Copy out the records below word for word, from the first line to the last.

§

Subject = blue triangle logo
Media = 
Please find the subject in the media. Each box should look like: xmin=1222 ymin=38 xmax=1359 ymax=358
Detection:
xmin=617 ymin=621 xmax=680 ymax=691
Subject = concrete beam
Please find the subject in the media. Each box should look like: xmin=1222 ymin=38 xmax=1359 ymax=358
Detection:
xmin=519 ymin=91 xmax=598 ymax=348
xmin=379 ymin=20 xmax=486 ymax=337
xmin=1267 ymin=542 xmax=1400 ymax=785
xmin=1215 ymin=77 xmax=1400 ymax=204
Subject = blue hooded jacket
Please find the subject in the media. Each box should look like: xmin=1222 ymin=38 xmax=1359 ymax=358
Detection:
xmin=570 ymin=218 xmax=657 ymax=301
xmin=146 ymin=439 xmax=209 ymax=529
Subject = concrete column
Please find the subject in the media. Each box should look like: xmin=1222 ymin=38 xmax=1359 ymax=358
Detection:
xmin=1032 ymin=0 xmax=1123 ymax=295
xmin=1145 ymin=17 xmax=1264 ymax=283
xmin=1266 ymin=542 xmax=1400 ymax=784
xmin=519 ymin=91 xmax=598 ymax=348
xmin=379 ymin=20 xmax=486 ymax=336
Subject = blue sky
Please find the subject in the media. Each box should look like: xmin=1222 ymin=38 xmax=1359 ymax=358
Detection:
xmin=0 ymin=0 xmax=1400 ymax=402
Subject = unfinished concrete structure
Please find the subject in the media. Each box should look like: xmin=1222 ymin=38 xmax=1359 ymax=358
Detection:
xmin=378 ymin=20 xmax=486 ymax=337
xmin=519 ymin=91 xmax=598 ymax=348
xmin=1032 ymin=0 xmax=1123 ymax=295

§

● Result
Subject = blue triangle logo
Media = 
Please find the subject in the media. Each box should look like: xmin=1222 ymin=38 xmax=1359 ymax=358
Detection:
xmin=617 ymin=621 xmax=680 ymax=691
Subject = concrete beam
Please find the subject in the media. Each box should look like: xmin=1222 ymin=38 xmax=1359 ymax=358
Detection:
xmin=519 ymin=91 xmax=598 ymax=348
xmin=379 ymin=20 xmax=486 ymax=337
xmin=1267 ymin=542 xmax=1400 ymax=785
xmin=1215 ymin=77 xmax=1400 ymax=204
Subject = blue hooded jacket
Please find the subject in the media. Each box should look like: xmin=1222 ymin=38 xmax=1359 ymax=358
Detection:
xmin=570 ymin=218 xmax=657 ymax=301
xmin=146 ymin=439 xmax=209 ymax=529
Subject = concrete column
Please find the subject in the media. Each box should look like: xmin=1222 ymin=38 xmax=1359 ymax=358
Detection:
xmin=1032 ymin=0 xmax=1123 ymax=295
xmin=1145 ymin=17 xmax=1264 ymax=283
xmin=1266 ymin=542 xmax=1400 ymax=784
xmin=519 ymin=91 xmax=598 ymax=348
xmin=379 ymin=20 xmax=486 ymax=336
Subject = blue sky
Please find the subject in the media. Each box should look like: xmin=1222 ymin=38 xmax=1359 ymax=358
Detection:
xmin=0 ymin=0 xmax=1400 ymax=402
Subject = unfinished concrete structure
Please find the subject in the media. Each box should look like: xmin=1222 ymin=38 xmax=1359 ymax=358
Detection:
xmin=378 ymin=20 xmax=486 ymax=337
xmin=519 ymin=91 xmax=598 ymax=348
xmin=1032 ymin=0 xmax=1123 ymax=295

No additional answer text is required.